▸ Work instructions
Turn the rows below into a Markdown table with the columns "No." and "Line", one table row per line and blank lines omitted.

───── Exercise materials

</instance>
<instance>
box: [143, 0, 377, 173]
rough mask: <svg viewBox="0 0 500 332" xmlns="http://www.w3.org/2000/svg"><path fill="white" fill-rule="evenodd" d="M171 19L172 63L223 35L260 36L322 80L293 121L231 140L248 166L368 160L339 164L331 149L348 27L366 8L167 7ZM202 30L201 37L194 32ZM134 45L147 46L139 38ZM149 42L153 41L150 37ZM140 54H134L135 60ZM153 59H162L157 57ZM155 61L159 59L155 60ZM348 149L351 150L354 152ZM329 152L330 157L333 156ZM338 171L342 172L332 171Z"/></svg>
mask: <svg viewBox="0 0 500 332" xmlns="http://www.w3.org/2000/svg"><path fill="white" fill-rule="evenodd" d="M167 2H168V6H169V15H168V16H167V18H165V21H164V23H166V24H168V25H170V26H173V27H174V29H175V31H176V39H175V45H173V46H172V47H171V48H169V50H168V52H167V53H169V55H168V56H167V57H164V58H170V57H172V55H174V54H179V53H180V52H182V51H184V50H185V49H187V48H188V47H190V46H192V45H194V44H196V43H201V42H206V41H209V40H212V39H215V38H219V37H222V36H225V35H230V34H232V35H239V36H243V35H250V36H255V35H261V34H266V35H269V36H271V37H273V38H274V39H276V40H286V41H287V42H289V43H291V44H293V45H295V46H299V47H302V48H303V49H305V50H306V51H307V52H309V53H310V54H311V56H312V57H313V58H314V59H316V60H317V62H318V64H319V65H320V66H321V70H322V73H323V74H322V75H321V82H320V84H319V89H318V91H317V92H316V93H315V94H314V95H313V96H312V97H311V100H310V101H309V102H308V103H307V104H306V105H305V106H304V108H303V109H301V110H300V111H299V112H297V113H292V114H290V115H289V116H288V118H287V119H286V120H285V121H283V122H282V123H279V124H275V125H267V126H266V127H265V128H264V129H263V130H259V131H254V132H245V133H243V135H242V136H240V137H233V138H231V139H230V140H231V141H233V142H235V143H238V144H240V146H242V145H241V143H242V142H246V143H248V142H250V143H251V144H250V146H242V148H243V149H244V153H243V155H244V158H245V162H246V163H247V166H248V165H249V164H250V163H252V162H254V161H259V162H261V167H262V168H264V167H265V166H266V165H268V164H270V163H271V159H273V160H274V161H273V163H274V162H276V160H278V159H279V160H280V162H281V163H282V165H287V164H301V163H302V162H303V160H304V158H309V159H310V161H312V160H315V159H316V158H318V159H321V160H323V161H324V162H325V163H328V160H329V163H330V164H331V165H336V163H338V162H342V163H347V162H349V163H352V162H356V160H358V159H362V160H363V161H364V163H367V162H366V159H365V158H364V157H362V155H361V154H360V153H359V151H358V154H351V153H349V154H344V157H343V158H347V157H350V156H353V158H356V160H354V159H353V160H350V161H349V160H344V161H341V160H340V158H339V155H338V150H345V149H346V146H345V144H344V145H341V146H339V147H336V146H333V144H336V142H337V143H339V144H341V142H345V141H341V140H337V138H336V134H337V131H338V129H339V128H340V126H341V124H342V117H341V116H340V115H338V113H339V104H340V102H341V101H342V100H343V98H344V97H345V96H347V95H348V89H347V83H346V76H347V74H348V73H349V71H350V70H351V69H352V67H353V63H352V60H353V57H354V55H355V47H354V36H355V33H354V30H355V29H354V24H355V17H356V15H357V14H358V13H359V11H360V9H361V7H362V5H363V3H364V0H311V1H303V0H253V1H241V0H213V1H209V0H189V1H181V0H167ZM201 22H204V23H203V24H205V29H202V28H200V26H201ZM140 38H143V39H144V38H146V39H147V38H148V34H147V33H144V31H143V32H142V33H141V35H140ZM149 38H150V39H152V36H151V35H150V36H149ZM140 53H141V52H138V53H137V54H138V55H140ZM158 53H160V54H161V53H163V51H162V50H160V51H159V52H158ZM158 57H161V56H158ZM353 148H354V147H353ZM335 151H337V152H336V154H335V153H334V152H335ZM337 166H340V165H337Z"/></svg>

──────────

▸ Task result
| No. | Line |
|---|---|
| 1 | </instance> |
| 2 | <instance> |
| 3 | box: [143, 0, 377, 173] |
| 4 | rough mask: <svg viewBox="0 0 500 332" xmlns="http://www.w3.org/2000/svg"><path fill="white" fill-rule="evenodd" d="M171 19L172 63L223 35L260 36L322 80L293 121L231 140L248 166L368 160L339 164L331 149L348 27L366 8L167 7ZM202 30L201 37L194 32ZM134 45L147 46L139 38ZM149 42L153 41L150 37ZM140 54H134L135 60ZM153 59H162L157 57ZM155 61L159 59L155 60ZM348 149L351 150L354 152ZM329 152L330 157L333 156ZM338 171L342 172L332 171Z"/></svg> |
| 5 | mask: <svg viewBox="0 0 500 332" xmlns="http://www.w3.org/2000/svg"><path fill="white" fill-rule="evenodd" d="M167 2H168V6H169V15H168V16H167V18H165V21H164V23H166V24H168V25H170V26H173V27H174V29H175V31H176V39H175V45H173V46H172V47H171V48H169V50H168V52H167V53H169V55H168V56H167V57H164V58H170V57H172V55H174V54H179V53H180V52H182V51H184V50H185V49H187V48H188V47H190V46H192V45H194V44H196V43H201V42H206V41H209V40H212V39H215V38H219V37H222V36H225V35H230V34H232V35H239V36H243V35H250V36H255V35H261V34H266V35H269V36H271V37H273V38H274V39H276V40H286V41H287V42H289V43H291V44H293V45H295V46H299V47H302V48H303V49H305V50H306V51H307V52H309V53H310V54H311V56H312V57H313V58H314V59H316V60H317V62H318V64H319V65H320V66H321V70H322V73H323V74H322V75H321V82H320V84H319V89H318V91H317V92H316V93H315V94H314V95H313V96H312V97H311V100H310V101H309V102H308V103H307V104H306V105H305V106H304V108H303V109H301V110H300V111H299V112H297V113H292V114H290V115H289V116H288V118H287V119H286V120H285V121H283V122H282V123H279V124H275V125H267V126H266V127H265V128H264V129H263V130H259V131H254V132H245V133H243V135H242V136H240V137H233V138H231V139H230V140H231V141H233V142H235V143H238V144H240V146H242V145H241V143H242V142H246V143H248V142H250V143H251V144H250V146H242V148H243V149H244V153H243V155H244V158H245V162H246V163H247V166H248V165H249V164H250V163H252V162H254V161H259V162H261V167H262V168H264V167H265V166H266V165H268V164H270V163H271V159H273V160H274V161H273V163H274V162H276V160H278V159H279V160H280V162H281V163H282V165H287V164H301V163H302V162H303V160H304V158H309V159H310V161H312V160H315V159H316V158H318V159H321V160H323V161H324V162H325V163H328V160H329V163H330V164H331V165H336V163H338V162H342V163H347V162H349V163H352V162H356V160H358V159H362V160H363V161H364V163H367V162H366V159H365V158H364V157H362V155H361V154H360V153H359V151H358V154H351V153H349V154H344V157H343V158H347V157H350V156H353V158H356V160H354V159H353V160H350V161H349V160H344V161H341V160H340V158H339V155H338V150H345V149H346V146H345V144H344V145H341V146H339V147H336V146H333V144H336V142H337V143H339V144H341V142H345V141H341V140H337V138H336V134H337V131H338V129H339V128H340V126H341V124H342V117H341V116H340V115H338V113H339V104H340V102H341V101H342V100H343V98H344V97H345V96H347V95H348V89H347V83H346V76H347V74H348V73H349V71H350V70H351V69H352V67H353V63H352V60H353V57H354V55H355V47H354V36H355V33H354V30H355V29H354V24H355V17H356V15H357V14H358V13H359V11H360V9H361V7H362V5H363V3H364V0H311V1H303V0H253V1H241V0H213V1H209V0H189V1H181V0H167ZM201 22H204V23H203V24H205V29H202V28H200V26H201ZM140 38H143V39H144V38H146V39H147V38H148V34H147V33H144V31H143V32H142V33H141V35H140ZM149 38H150V39H152V36H151V35H150V36H149ZM140 53H141V52H138V53H137V54H138V55H140ZM158 53H160V54H161V53H163V51H162V50H160V51H159V52H158ZM158 57H161V56H158ZM353 148H354V147H353ZM335 151H337V152H336V154H335V153H334V152H335ZM337 166H340V165H337Z"/></svg> |